(INSTRUCCIONES DE LA TAREA): Imprime todas las líneas de los registros que aparecen abajo, sin alterar nada.

(Registros del conjunto de datos sobre ubicaciones de objetos):
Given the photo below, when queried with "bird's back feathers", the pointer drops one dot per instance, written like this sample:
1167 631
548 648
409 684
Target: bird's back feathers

(RESPUESTA A LA TAREA):
Given the photo below, when queried with "bird's back feathers", the pointer drops one dot per instance, written like this sample:
1167 631
548 648
409 684
Target: bird's back feathers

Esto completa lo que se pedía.